__WHAT TO PRODUCE__: Locate the word "skyscraper" in the entries below, then gather every line that holds it.

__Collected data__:

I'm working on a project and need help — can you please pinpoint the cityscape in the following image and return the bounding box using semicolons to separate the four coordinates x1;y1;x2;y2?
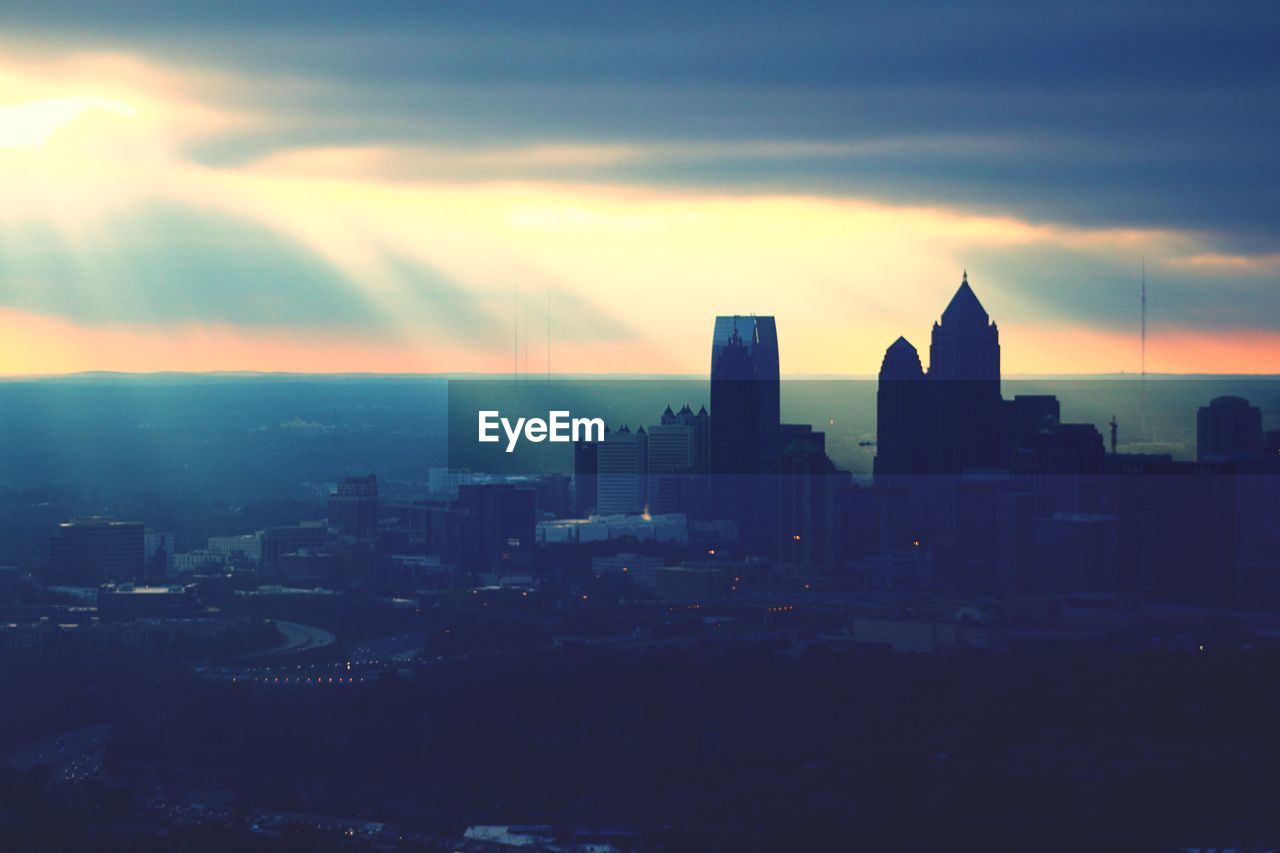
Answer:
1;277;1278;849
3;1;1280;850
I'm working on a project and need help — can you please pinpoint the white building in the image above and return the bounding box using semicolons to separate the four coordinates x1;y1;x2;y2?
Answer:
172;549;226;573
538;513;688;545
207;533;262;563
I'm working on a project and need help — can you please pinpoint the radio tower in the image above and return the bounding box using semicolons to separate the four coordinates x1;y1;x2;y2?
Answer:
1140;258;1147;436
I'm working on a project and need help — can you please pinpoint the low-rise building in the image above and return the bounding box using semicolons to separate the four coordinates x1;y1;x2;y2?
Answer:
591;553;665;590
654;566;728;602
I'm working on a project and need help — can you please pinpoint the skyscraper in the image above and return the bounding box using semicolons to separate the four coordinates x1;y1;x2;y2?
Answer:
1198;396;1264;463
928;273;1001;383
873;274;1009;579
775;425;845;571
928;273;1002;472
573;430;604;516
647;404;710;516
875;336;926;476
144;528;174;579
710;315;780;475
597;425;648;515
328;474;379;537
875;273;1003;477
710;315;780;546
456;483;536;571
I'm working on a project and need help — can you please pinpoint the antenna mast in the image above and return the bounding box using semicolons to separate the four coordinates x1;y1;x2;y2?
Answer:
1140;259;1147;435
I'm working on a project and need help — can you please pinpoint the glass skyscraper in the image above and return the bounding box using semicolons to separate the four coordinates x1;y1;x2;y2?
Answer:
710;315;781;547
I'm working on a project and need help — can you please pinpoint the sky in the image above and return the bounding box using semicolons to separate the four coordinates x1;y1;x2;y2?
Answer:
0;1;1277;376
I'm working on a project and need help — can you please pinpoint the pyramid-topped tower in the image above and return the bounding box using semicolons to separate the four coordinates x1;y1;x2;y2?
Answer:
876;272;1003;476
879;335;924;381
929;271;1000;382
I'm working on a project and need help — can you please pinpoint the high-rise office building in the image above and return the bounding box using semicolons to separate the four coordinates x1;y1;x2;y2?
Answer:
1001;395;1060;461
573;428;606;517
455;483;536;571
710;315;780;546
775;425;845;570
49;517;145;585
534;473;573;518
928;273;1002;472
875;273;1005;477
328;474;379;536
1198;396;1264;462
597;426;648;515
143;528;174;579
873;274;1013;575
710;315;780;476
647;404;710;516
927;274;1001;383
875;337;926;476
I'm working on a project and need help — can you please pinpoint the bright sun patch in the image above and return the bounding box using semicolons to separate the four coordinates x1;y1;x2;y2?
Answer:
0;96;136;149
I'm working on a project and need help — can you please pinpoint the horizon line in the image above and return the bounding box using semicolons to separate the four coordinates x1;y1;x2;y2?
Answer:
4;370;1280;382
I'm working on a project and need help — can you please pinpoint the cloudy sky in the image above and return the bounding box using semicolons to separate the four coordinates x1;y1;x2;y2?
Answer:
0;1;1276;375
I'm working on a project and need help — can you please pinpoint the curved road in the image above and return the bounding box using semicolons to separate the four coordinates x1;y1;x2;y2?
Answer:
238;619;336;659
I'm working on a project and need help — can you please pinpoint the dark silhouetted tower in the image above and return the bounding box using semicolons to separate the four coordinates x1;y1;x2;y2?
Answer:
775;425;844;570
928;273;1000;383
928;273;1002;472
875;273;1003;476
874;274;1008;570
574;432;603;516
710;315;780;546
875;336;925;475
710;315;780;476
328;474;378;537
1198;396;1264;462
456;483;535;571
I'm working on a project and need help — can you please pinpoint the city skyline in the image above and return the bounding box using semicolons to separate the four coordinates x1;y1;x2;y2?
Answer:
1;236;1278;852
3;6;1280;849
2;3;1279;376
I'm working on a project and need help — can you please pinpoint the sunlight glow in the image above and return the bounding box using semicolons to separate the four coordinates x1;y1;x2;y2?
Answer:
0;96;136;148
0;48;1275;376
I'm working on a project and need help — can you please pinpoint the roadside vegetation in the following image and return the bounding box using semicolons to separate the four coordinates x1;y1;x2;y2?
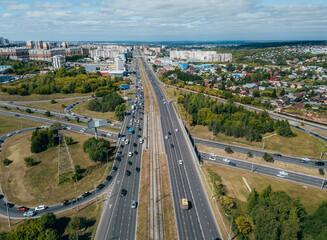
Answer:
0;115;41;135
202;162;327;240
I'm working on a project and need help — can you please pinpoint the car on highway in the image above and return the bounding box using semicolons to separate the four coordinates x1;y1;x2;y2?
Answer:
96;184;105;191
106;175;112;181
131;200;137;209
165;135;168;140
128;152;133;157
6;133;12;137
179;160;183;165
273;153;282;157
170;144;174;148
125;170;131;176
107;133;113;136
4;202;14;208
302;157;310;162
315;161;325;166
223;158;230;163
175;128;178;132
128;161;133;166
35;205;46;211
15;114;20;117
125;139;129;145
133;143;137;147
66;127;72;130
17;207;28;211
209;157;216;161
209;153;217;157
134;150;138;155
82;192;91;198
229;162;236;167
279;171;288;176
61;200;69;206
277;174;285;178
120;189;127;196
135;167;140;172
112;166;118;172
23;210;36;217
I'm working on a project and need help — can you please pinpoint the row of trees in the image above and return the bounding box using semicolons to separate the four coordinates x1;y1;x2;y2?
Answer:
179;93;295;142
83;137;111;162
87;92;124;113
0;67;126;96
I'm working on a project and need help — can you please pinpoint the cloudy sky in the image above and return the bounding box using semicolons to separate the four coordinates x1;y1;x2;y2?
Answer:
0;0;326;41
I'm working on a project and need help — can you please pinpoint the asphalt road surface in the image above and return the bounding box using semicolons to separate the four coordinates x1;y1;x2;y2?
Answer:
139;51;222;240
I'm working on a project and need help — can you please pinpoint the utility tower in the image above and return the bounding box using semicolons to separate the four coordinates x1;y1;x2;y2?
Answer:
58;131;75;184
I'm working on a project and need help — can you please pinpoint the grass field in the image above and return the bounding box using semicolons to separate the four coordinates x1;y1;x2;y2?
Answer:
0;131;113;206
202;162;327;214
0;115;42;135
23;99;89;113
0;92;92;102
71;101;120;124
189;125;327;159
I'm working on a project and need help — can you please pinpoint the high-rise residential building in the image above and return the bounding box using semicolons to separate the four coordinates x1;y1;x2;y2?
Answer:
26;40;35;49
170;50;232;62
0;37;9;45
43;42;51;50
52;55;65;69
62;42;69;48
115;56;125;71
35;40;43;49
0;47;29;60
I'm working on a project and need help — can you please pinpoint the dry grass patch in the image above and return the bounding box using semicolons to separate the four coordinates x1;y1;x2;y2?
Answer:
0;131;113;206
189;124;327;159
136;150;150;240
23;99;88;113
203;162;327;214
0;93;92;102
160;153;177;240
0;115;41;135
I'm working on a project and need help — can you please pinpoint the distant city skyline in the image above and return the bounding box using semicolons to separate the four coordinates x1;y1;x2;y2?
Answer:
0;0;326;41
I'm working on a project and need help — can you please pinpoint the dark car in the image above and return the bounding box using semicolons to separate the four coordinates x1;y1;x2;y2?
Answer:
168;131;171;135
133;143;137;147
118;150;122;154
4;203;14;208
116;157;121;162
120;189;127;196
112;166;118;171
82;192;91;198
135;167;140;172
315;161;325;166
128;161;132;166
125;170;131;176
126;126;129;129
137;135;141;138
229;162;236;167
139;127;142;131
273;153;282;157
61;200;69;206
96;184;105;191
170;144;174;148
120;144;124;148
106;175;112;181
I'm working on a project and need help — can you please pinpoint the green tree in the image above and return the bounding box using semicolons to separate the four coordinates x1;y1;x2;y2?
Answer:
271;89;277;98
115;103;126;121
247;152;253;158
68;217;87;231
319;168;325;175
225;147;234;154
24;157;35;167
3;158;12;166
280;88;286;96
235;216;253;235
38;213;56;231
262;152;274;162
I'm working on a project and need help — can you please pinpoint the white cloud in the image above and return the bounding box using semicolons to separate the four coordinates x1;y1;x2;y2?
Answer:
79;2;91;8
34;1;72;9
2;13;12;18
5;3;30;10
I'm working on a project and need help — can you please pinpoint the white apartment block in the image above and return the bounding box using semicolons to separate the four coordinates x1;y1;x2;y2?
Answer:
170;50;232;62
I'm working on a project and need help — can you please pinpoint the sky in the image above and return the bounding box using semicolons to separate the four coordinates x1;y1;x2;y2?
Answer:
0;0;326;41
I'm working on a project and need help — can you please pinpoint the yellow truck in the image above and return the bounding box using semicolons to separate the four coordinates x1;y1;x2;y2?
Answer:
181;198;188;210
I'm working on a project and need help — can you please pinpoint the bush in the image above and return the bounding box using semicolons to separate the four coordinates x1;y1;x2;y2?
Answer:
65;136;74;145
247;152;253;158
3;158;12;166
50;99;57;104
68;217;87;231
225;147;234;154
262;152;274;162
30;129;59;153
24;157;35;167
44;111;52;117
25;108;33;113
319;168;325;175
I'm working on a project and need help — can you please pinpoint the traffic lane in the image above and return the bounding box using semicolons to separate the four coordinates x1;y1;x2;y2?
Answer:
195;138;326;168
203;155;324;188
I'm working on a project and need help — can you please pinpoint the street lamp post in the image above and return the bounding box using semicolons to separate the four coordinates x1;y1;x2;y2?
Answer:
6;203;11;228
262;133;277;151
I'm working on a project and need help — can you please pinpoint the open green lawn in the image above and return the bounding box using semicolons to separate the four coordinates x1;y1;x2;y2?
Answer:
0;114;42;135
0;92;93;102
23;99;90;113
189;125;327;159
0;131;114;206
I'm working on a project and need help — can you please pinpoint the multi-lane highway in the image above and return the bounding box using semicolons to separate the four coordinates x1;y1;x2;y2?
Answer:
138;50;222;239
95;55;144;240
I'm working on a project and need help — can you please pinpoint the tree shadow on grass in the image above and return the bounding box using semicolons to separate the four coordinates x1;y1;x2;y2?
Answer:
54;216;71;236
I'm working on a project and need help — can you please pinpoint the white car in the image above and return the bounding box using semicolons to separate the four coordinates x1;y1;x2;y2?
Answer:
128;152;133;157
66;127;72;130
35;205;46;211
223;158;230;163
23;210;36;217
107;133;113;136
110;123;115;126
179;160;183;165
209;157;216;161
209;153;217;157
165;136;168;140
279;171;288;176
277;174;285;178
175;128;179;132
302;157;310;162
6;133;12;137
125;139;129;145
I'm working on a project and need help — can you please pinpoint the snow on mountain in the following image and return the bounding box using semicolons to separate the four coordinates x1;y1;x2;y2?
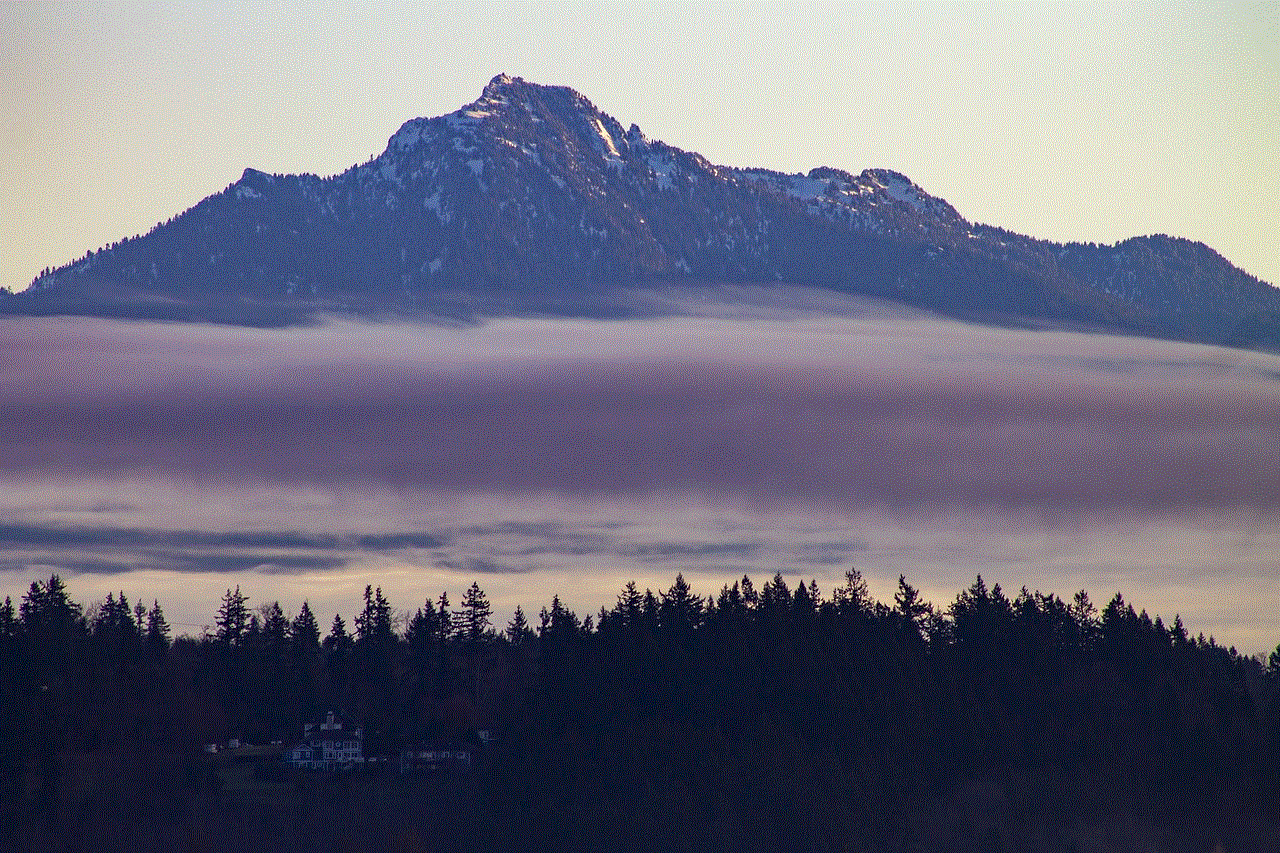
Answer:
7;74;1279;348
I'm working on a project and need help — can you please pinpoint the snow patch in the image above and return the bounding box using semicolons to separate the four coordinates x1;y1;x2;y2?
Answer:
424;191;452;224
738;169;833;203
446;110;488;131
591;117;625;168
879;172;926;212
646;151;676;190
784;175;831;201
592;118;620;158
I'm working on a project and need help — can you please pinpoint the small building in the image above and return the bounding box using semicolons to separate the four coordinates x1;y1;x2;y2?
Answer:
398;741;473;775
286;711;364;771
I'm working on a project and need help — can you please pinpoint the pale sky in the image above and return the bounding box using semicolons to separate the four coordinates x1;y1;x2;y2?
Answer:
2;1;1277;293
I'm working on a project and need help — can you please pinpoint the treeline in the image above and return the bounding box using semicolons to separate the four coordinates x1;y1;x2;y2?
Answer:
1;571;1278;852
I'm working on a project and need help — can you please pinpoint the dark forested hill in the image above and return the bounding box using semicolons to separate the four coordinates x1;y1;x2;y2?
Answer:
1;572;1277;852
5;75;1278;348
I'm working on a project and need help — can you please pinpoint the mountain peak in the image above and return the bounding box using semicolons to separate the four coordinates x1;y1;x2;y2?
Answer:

__ANSWER__:
I'm working on a project and need help — can you please pinpoint the skyscraper in the image above and return the bounding box using semicolons to separate the four coordinates x1;y1;x2;y2?
I'm working on a project and need help — can you please pinpoint the glass skyscraper in the image above and return the bounding box using semicolons to separate the four coordinates x1;y1;x2;y2?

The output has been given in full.